Task requirements | Once you find the line containing "Tag every instance of the yellow toy", output it and every line after it to the end of the records, exactly.

_ _ _ _ _ _ _

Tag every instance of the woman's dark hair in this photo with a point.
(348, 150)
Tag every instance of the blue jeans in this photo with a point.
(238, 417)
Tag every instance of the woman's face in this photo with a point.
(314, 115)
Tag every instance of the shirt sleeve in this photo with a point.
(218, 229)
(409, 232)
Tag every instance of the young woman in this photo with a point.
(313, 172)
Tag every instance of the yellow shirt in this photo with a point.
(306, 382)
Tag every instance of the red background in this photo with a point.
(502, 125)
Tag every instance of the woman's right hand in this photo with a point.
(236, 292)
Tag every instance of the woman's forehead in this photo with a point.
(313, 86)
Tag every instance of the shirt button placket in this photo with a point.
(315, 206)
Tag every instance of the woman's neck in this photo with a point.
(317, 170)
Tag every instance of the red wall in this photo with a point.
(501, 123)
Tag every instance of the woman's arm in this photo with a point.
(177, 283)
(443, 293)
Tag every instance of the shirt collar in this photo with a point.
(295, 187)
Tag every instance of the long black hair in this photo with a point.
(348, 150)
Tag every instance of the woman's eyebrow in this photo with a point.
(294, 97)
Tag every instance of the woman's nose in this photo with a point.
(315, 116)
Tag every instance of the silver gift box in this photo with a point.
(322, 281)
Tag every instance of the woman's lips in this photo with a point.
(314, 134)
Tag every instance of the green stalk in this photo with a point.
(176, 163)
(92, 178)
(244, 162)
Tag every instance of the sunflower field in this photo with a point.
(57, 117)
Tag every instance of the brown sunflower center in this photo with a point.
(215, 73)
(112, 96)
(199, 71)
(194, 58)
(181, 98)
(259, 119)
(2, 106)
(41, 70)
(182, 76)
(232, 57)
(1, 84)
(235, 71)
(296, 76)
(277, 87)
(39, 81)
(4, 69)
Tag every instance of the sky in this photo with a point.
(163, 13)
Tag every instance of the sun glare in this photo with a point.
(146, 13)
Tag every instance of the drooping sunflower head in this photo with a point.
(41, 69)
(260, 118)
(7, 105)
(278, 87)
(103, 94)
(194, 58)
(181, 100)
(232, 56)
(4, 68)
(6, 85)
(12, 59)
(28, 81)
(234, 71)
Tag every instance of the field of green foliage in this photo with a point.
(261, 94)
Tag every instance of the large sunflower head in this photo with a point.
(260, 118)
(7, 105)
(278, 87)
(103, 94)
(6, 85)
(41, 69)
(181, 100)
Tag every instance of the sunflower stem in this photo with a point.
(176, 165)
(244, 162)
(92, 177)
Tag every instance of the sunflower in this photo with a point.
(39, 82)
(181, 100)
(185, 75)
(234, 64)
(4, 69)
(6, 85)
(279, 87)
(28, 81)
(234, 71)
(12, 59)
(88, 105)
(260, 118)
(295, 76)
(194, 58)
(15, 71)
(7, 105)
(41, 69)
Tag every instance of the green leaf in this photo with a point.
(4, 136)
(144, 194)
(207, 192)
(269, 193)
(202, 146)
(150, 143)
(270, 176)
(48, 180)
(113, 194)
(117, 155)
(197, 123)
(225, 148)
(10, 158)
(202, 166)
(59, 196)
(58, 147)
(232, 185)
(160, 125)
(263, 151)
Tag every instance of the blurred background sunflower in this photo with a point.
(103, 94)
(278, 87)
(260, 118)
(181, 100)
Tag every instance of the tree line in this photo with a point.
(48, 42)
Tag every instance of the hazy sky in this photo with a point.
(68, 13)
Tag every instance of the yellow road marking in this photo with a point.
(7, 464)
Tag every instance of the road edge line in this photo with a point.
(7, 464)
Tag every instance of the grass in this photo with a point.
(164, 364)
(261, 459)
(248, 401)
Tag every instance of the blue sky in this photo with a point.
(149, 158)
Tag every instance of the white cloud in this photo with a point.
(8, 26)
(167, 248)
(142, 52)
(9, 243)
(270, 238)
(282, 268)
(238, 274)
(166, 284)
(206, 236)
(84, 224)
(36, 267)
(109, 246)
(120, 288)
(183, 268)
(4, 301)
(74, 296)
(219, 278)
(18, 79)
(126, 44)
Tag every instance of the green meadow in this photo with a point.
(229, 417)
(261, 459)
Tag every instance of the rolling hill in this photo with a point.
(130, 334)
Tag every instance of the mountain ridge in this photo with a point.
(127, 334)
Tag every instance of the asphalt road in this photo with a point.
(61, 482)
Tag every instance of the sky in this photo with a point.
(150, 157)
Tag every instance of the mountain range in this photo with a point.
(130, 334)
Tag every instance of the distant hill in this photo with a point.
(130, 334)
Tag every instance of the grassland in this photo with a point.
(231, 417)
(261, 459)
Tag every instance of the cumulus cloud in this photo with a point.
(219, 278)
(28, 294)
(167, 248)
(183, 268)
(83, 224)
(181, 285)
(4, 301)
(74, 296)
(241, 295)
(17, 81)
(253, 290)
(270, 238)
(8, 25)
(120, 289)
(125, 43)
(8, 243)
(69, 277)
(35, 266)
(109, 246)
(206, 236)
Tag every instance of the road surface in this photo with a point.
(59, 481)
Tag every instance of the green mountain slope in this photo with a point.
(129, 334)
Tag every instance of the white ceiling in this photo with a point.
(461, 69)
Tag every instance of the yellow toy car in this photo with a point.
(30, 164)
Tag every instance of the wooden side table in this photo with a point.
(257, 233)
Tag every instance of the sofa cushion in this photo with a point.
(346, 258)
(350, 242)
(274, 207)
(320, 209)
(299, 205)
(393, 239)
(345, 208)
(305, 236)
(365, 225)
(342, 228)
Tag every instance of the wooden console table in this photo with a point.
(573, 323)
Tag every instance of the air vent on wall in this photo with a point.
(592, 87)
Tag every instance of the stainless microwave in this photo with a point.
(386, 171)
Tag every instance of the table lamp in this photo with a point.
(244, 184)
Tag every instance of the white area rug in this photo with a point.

_ _ _ _ _ _ _

Written answer |
Tag every instance of the yellow toy car in this photo with a point.
(30, 164)
Tag every instance of the wooden side table in this photo with a point.
(257, 233)
Tag every instance of the sofa cushion in this photo with a point.
(346, 258)
(350, 242)
(274, 207)
(320, 209)
(299, 205)
(393, 239)
(345, 208)
(305, 236)
(365, 225)
(342, 228)
Tag every instance of the wooden console table in this photo with a point.
(573, 323)
Tag every instance of the air vent on wall in this photo with a point.
(592, 87)
Tag every instance of the stainless microwave in this photo with a point.
(386, 171)
Tag every instance of the table lamp in this photo with a point.
(244, 184)
Tag every instance of the white area rug in this photo with a point.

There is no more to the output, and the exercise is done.